### WORKING DATA

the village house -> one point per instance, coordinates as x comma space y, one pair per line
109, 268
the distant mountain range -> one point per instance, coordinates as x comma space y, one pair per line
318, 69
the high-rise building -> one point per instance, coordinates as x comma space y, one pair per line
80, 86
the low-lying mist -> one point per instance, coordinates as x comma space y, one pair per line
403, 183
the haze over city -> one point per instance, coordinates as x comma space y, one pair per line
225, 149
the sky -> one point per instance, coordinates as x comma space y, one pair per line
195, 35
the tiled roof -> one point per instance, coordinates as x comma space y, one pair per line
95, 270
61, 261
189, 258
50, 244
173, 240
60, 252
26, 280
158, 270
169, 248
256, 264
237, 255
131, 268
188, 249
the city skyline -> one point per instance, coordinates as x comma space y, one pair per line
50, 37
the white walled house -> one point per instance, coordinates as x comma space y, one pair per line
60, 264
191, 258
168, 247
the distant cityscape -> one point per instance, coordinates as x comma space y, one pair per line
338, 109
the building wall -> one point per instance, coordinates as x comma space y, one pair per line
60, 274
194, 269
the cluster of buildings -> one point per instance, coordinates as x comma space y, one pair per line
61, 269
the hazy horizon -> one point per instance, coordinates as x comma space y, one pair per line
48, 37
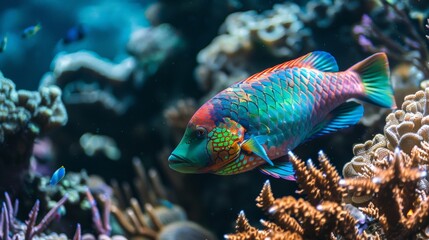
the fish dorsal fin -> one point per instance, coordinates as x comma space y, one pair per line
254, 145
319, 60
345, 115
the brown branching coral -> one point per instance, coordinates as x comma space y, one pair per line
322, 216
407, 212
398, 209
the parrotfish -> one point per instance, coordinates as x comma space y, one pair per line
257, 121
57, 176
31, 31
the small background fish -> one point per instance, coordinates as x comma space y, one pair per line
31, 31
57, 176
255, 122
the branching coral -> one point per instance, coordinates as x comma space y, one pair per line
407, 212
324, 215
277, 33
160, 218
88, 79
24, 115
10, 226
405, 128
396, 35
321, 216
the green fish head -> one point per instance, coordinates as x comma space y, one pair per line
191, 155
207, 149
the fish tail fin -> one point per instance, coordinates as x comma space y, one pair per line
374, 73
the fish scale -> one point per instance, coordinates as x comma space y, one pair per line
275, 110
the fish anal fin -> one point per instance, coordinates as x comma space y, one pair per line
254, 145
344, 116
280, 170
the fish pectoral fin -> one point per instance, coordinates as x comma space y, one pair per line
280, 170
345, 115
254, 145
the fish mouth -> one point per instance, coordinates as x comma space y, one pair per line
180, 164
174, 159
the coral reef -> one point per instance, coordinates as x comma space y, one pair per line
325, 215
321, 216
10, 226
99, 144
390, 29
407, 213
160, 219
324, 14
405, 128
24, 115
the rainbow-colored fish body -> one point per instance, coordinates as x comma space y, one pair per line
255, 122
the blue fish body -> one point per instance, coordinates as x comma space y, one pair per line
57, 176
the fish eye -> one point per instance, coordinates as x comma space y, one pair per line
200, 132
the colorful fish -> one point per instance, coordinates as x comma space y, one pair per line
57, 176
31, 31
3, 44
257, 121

######
### WORKING DATA

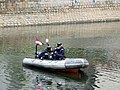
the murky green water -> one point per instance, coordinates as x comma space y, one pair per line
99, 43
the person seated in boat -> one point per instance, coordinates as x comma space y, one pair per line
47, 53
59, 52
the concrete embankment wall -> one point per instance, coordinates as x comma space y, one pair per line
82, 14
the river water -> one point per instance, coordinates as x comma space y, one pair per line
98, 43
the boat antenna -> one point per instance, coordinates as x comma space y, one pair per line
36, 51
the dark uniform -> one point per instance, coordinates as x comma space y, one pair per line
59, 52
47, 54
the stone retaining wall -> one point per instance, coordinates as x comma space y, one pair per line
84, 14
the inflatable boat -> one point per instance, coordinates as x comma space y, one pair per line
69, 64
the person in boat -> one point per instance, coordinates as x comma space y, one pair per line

######

**AIM:**
Pick out each line of the material above that has the word "water" in it, and copy those lines.

**OUTPUT OF THE EXERCISE:**
the murky green water -> one point per instance, coordinates as x comma space y, one pair per line
the river water -> one point per instance, coordinates as x comma space y, one pair per line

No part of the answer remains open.